Exercise instructions →
Nothing in the data is to be left out; copy it exactly.

Data to use →
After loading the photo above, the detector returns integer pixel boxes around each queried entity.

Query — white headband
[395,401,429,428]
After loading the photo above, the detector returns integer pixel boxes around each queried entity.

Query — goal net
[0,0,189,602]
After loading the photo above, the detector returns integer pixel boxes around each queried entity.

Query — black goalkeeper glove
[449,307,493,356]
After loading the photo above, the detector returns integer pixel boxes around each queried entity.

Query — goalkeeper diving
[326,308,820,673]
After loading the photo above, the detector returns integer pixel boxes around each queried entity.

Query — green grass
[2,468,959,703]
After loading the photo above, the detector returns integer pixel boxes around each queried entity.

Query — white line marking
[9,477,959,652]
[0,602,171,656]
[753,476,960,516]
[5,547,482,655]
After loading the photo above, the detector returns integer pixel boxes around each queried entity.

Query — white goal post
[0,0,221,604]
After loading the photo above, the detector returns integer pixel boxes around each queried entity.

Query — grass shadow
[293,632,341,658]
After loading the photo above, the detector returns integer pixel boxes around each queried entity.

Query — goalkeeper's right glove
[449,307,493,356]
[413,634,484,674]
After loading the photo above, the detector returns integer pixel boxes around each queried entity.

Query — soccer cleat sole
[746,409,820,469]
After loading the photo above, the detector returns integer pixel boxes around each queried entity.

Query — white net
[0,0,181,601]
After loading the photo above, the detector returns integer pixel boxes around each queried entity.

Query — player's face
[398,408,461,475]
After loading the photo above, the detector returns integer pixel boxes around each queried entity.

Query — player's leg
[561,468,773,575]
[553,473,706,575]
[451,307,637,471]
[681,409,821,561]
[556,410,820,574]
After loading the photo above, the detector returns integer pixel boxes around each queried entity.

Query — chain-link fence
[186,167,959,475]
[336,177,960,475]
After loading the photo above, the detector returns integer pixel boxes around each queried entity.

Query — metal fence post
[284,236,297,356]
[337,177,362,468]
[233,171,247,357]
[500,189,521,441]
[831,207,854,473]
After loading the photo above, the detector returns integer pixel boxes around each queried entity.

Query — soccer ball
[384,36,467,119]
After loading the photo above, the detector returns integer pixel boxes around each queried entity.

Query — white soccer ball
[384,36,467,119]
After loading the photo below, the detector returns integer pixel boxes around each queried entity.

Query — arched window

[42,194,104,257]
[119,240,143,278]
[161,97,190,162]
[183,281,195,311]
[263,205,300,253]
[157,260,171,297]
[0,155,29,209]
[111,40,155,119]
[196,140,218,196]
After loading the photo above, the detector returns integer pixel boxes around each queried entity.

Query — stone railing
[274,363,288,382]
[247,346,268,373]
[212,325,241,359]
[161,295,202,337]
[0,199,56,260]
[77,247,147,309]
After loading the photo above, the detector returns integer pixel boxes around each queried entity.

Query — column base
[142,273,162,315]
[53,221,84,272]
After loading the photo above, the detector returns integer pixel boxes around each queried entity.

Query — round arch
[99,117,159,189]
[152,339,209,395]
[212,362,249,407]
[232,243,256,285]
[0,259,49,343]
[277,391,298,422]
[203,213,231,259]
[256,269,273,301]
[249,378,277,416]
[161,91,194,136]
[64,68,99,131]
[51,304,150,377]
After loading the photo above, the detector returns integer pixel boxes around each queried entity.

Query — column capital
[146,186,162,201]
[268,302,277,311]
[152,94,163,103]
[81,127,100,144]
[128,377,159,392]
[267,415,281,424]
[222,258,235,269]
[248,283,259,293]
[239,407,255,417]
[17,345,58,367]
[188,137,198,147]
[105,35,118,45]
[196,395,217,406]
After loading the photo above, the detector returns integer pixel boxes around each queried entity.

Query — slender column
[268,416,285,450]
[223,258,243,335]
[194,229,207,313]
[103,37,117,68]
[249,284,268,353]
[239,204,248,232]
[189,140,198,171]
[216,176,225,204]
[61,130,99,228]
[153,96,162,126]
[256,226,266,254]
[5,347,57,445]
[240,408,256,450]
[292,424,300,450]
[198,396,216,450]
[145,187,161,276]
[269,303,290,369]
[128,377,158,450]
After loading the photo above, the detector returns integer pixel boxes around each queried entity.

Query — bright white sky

Answer below →
After loading the photo above, the detector returns integer pixel boxes around each queried entity.

Query — white headband
[395,401,429,428]
After loading the photo above, the detector returns integer pixel boxes around each queried entity.

Query — goal net
[0,0,189,602]
After loading the photo above, the detector returns integer pixel boxes around each queried entity.

Query — black goalkeeper glove
[449,307,493,356]
After loading the photo above, the detector returns integer pixel boxes around each queried entity.

Query — goalkeeper diving
[326,308,820,673]
After loading the photo above, the detector returns integer pixel boxes around each queried entity.

Query — green grass
[2,468,959,703]
After loading the photo above, the detector returns integer pixel boxes around each queried entity.

Query — white line marking
[9,477,959,652]
[0,602,171,656]
[753,476,960,516]
[5,547,482,655]
After loading the photo above, the detector returns integer pixel boxes around each queried entity.

Query — white goal post
[0,0,221,604]
After loading the photo above, the detector returns integer pixel boxes around each queried entity.

Query — grass shadow
[293,632,341,658]
After loading the photo above, the detector returns integer pixel boxes around each queried entity.

Query — goalkeeper's right glove
[449,307,493,356]
[413,634,484,674]
After loading the photo above, the detector returns integer pixel boxes around each queried entity.

Query — soccer cleat sole
[746,409,820,469]
After loading the photo above, the detector returns integer pixel boxes around each queried entity.

Query — white net
[0,0,181,601]
After loading the photo above, the detector returns integer pixel boxes around each queried entity.

Query — player's face
[398,408,461,475]
After loading the photo above, the detector returns integer pixel boxes around each queried entity.

Query — player's leg
[561,468,773,575]
[553,473,706,575]
[451,307,637,471]
[681,409,821,561]
[556,410,820,574]
After loading the photo above, the detector returns integer pixel boxes around each queried entity.

Query — chain-link fence
[186,167,959,475]
[336,177,960,475]
After loading the photo above, the detector returns integer pixel boxes around each queried entity.

Query — metal fence post
[284,236,297,356]
[337,177,362,468]
[233,171,247,357]
[500,189,521,441]
[831,207,854,473]
After loading the photo above, the detector returns integer pixel boxes around each queried entity.

Query — soccer ball
[384,36,467,119]
After loading the photo above, the detector returns integer pixel boxes around each queried entity.

Query — white soccer ball
[384,36,467,119]
After loading the photo below, the detector returns integer pixel boxes around each queried entity.

Query — arched window

[42,194,104,257]
[119,240,143,278]
[161,97,190,162]
[183,281,195,311]
[263,205,300,253]
[157,260,171,297]
[0,155,29,209]
[111,40,155,119]
[196,140,218,196]
After loading the photo above, the detector returns integer pixel boxes around each queried entity.

Query — stone railing
[274,363,288,382]
[247,346,268,373]
[212,325,241,359]
[161,295,202,337]
[0,199,56,260]
[77,247,147,309]
After loading the photo above, the detector returns integer pixel boxes around each queried entity.

Query — column base
[142,273,162,315]
[53,221,84,272]
After loading the photo above, the detector returns integer pixel boxes around each queried entity.

Query — round arch
[99,117,159,189]
[152,339,209,395]
[212,362,249,407]
[232,243,256,285]
[0,259,49,343]
[277,391,298,422]
[203,213,231,259]
[256,269,273,301]
[249,378,277,416]
[161,91,194,136]
[64,68,99,131]
[51,304,150,377]
After loading the photo above, the detector returns integer pixel boxes around each queried entity.

Query — column capital
[146,186,162,201]
[268,302,277,311]
[152,94,163,103]
[81,127,100,144]
[128,377,159,392]
[267,415,281,424]
[222,258,235,269]
[248,283,259,293]
[239,407,255,417]
[17,345,58,367]
[188,137,198,147]
[105,35,118,45]
[196,395,217,406]
After loading the photo above, the detector returns integer pixel boxes around each queried entity.

Query — slender column
[268,416,285,450]
[223,258,243,335]
[194,229,207,313]
[103,37,117,68]
[249,284,268,353]
[239,204,248,232]
[189,140,198,171]
[216,176,225,204]
[61,130,99,228]
[153,96,162,126]
[256,226,266,254]
[5,347,57,445]
[240,408,256,450]
[292,424,300,450]
[198,396,216,450]
[145,187,161,276]
[269,303,290,369]
[128,377,158,450]
After loading the photo above, the detector returns integer pixel boxes around each queried entity.

Query — bright white sky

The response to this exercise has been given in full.